Aim of the task:
Output exactly, please, the lines of the records below from the one containing "x=785, y=571" through the final line.

[Point-per-instance localization data]
<<<<
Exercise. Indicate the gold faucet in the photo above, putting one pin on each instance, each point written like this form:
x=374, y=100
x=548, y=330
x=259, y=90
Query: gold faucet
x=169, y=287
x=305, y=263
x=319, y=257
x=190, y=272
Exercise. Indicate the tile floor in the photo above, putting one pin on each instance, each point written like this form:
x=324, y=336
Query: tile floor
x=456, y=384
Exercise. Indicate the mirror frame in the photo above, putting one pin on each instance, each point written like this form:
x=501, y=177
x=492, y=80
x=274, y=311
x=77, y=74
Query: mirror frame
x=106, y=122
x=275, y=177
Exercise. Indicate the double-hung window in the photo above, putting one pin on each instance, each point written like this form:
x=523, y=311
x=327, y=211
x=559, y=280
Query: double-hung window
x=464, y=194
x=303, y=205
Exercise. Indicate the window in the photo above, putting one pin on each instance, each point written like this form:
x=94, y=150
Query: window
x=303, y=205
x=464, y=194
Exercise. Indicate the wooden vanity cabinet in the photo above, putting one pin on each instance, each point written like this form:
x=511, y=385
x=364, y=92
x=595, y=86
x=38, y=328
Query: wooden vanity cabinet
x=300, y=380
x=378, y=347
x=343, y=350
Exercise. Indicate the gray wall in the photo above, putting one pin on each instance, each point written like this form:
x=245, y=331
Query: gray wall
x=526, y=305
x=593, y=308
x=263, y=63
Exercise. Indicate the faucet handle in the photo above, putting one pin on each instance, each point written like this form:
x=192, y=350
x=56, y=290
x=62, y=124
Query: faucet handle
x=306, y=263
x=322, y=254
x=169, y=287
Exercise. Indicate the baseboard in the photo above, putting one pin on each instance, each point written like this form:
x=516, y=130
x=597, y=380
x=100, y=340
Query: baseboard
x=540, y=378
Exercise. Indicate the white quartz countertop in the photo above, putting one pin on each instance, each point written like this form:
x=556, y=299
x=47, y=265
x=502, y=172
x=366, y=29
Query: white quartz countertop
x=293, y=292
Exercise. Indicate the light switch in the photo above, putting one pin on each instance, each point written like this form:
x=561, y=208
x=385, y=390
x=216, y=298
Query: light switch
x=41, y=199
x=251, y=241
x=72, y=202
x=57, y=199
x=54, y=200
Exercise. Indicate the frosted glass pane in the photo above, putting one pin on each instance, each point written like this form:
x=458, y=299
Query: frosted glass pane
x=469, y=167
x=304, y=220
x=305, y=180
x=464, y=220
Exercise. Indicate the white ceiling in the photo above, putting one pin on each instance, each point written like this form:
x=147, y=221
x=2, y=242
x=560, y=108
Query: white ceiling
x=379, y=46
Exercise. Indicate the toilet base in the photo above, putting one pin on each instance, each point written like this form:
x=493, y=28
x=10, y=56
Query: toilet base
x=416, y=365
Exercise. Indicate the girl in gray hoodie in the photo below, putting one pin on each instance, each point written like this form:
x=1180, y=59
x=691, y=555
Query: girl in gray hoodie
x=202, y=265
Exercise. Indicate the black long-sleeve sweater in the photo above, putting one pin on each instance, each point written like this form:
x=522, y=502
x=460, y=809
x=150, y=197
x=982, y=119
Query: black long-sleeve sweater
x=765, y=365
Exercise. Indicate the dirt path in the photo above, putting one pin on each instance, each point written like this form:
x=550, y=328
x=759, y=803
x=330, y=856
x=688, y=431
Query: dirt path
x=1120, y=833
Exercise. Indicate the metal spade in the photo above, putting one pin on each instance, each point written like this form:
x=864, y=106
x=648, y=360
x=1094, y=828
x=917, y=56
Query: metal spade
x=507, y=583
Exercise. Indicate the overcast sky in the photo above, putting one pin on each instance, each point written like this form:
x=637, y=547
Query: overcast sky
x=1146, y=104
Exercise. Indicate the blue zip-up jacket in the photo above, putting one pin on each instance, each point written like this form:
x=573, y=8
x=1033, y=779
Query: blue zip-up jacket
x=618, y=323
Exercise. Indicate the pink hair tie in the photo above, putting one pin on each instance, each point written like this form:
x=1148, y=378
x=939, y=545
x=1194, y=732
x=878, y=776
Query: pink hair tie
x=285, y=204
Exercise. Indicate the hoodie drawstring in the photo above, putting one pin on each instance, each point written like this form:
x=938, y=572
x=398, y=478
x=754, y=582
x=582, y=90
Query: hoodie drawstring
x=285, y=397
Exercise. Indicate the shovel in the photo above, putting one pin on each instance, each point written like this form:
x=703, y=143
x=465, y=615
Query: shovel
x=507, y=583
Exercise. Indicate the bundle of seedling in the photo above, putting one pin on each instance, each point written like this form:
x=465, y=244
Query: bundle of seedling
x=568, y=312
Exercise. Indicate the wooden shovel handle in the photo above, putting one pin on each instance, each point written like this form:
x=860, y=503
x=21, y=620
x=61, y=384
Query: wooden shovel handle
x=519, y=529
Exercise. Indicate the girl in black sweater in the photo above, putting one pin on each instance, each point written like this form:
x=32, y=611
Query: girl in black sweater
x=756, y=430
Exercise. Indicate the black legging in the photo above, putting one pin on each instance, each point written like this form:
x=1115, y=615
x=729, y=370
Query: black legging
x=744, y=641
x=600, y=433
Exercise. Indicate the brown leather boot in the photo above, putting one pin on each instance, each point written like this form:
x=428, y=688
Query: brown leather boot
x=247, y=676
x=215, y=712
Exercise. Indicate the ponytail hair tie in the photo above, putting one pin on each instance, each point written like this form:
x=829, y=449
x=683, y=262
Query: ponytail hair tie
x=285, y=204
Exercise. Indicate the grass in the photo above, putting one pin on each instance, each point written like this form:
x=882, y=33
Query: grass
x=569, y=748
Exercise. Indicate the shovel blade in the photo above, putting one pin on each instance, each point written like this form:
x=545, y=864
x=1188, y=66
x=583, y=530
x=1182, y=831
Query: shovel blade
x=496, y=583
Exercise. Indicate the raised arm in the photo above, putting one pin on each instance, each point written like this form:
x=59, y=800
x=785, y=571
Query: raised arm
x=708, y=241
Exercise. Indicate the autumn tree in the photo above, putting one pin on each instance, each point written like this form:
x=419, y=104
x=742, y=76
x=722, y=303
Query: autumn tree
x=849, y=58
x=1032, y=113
>>>>
Answer for this exercise:
x=785, y=571
Query: raised arm
x=708, y=241
Exercise. Indicate the autumn tree in the photo above, putting one pin on each instance, each point written like this form:
x=419, y=104
x=742, y=76
x=722, y=303
Query: autumn tree
x=849, y=58
x=1032, y=113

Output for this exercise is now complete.